__OBJECTIVE__
Starting with the line that contains "point: laptop trackpad", set down each line through the end of the entries below, exactly and with nothing added.

__Labeled-object pointing entries__
BEGIN

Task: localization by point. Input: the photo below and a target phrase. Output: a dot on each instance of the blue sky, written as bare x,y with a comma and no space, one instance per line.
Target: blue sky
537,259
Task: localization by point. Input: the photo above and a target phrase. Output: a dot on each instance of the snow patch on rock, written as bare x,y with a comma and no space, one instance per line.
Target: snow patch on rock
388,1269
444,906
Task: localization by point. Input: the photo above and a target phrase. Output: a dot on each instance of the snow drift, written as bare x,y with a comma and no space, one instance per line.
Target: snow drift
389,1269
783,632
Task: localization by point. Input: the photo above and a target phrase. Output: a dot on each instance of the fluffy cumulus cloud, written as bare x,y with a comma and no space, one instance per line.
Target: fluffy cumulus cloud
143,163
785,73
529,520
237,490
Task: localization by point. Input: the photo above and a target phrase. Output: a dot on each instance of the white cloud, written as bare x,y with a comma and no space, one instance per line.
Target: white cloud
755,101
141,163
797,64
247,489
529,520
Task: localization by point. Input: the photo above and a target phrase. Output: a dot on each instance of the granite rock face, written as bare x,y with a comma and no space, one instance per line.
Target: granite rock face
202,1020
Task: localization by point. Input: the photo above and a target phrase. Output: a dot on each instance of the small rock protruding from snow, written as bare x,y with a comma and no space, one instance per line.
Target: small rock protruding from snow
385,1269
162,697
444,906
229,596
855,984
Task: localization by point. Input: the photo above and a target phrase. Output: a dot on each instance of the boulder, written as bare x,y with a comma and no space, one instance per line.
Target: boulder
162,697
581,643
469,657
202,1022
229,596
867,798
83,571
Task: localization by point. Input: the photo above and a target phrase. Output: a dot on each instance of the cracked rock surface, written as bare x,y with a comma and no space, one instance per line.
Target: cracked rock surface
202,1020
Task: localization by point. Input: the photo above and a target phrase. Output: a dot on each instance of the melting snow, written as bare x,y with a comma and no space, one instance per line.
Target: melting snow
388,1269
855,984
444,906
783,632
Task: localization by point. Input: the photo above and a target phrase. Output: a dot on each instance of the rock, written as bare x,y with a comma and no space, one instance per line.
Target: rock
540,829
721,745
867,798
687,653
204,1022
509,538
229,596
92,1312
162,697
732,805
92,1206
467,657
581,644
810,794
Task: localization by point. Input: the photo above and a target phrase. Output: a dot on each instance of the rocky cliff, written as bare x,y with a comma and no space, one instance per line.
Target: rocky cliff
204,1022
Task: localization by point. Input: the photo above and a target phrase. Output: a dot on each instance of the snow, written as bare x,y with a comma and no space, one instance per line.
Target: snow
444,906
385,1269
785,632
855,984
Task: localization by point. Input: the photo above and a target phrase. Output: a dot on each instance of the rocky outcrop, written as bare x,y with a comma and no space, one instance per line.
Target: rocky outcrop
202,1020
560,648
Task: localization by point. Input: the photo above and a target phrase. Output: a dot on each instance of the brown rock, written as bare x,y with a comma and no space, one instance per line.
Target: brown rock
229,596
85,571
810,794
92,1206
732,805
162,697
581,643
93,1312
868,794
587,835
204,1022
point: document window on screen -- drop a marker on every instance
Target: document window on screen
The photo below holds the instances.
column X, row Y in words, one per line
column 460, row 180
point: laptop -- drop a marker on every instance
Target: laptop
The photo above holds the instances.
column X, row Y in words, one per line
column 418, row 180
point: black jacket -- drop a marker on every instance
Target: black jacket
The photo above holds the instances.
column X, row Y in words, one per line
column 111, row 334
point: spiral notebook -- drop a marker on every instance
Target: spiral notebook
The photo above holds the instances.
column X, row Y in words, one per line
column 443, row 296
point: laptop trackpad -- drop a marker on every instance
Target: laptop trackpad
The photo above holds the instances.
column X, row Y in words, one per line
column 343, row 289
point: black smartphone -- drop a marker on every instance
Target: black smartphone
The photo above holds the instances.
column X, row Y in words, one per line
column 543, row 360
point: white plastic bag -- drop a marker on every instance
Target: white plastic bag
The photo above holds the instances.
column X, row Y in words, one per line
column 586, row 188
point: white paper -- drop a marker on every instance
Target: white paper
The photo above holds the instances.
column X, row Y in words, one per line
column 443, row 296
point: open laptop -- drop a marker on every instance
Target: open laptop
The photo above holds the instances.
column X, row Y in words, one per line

END

__TASK OUTPUT__
point: laptop trackpad -- drop a marker on every instance
Target: laptop trackpad
The photo above holds the instances.
column X, row Y in words, one per line
column 343, row 289
point: black smartphone -- drop a marker on every instance
Target: black smartphone
The photo above holds the instances.
column X, row Y in words, one per line
column 543, row 360
point: white plastic bag -- drop a marker on every instance
Target: white plastic bag
The photo above holds the instances.
column X, row Y in words, one per line
column 586, row 188
point: white paper -- drop a marker on every instance
Target: white paper
The photo above holds the instances.
column X, row Y in words, one per line
column 443, row 296
point: open laptop -- drop a marker on every instance
Target: open laptop
The photo above holds the instances.
column X, row Y in words, one per line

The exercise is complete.